> ABOUT THIS EXERCISE:
An exact copy of every record below is required, with the pictures left out.

____

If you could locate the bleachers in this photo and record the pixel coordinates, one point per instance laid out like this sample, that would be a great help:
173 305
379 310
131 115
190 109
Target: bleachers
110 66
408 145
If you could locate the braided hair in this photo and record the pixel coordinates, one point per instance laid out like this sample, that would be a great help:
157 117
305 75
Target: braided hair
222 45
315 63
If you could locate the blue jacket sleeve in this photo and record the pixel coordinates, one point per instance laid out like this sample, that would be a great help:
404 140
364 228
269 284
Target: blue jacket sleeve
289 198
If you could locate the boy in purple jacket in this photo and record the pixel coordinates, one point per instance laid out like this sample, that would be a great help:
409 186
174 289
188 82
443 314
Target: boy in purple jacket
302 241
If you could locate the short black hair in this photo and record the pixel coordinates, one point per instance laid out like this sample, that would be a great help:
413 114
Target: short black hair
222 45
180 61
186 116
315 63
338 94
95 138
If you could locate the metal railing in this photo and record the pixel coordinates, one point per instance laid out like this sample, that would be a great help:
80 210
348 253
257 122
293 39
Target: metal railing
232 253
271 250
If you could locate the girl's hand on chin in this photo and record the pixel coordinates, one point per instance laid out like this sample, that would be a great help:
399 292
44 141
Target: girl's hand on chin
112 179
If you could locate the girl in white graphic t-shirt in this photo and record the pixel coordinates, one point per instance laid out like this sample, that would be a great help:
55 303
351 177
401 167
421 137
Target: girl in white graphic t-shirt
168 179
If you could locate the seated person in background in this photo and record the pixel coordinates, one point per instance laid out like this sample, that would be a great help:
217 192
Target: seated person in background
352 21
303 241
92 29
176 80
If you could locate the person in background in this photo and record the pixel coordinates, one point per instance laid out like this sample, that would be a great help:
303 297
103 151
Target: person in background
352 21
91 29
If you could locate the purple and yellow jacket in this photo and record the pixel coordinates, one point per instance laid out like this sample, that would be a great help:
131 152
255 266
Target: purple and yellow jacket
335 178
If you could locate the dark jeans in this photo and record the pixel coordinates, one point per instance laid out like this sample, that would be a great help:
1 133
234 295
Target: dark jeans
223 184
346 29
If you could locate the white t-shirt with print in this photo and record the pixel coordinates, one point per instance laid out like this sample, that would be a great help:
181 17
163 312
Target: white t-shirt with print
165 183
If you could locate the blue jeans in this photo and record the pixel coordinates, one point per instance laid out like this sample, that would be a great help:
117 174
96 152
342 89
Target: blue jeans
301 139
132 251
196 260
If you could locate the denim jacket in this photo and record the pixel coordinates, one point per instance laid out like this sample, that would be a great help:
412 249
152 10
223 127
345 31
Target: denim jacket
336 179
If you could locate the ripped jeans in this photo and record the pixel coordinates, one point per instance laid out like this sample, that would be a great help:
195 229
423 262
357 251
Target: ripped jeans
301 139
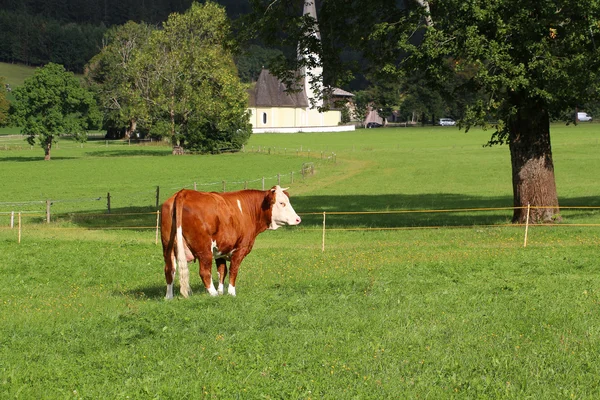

____

> RESPONSE FOR THIS EXERCISE:
If you could locate the bleachers in this photo and record the pixel coordinates, one point per instance laid out like this sample, that would be a great help:
173 305
379 310
131 115
190 109
Target: bleachers
110 66
408 145
If you could locate the braided hair in this photo and record the pixel coordinates, one point per instance laid out like this sample, that would be a great help:
157 117
305 75
Target: braided hair
222 45
315 63
If you could locate the blue jacket sleeve in this photo and record the pixel coordinates, one point per instance laid out like this sample, that would be a great help:
404 140
364 228
269 284
Target: blue jacket sleeve
289 198
If you could locate the boy in purple jacket in this photo and record the pixel coordinates, one point per instance laid out like this sample, that would be a great help:
409 186
174 289
188 82
443 314
Target: boy in purple jacket
302 241
If you could locate the short black hair in this photo and record the pixel coordinates, one point per instance laid out like this sample, that would be a great help:
413 114
Target: short black hair
222 45
180 61
186 116
315 63
338 94
95 138
If you could locate the metal railing in this photo and record the pixel coordinates, one point per instance laid out like this sample, that would be a great help:
80 210
348 253
257 122
293 39
Target: metal railing
232 253
271 250
If you could locate the girl's hand on chin in this photo and record the pixel coordinates, one point per instance laid out like this sample, that would be a great help:
399 292
44 141
Target: girl's hand on chin
112 179
If you could locate the girl in white graphic t-shirt in this photo and record the pixel coordinates, one point per instance laid out like this sample, that would be a great help:
55 303
351 177
401 167
421 137
Target: girl in white graphic t-shirt
168 179
If you could locate the seated person in background in this photo and record the pixel coordinates, one point per instance laid out like this sample, that would be a great help:
217 192
Target: seated person in background
352 21
303 241
92 29
176 80
If you could locate the person in background in this photo and record the pixel coordinates, one point per instance laid out like this sample, that would be a great help:
303 297
103 151
Target: person in background
352 21
91 29
If you could locate the purple and yellow jacket in this photo and record the pixel coordinates, one point per instance laid out like this sample, that would be a great help:
131 152
255 266
Target: purple and yellow jacket
335 178
If you could locate the dark jeans in this photo and record the pixel coordinates, one point per instance laid out like this sample, that would be a great help:
1 133
234 295
Target: dark jeans
223 184
346 29
If you could locate the white t-shirt with print in this photo and record the pixel coordinates, one point per instance laid out like this sample, that would be a great help:
181 17
163 312
Target: white t-shirt with print
165 183
If you could locate the blue jeans in this photo and record the pixel coordinates, one point per instance laid out like this sample, that would be a great help:
117 174
96 152
342 89
Target: blue jeans
301 139
132 251
196 260
If you could locate the denim jacket in this photo and record the pixel coordinates, one point per instance laid out like this sample, that would be a great help:
412 249
152 10
223 127
345 31
Target: denim jacket
336 179
If you could locate the ripped jeans in this photo and record the pixel coordinates, one point per instance laid out like this sample, that would be a great help:
195 229
423 262
357 251
Target: ripped jeans
301 139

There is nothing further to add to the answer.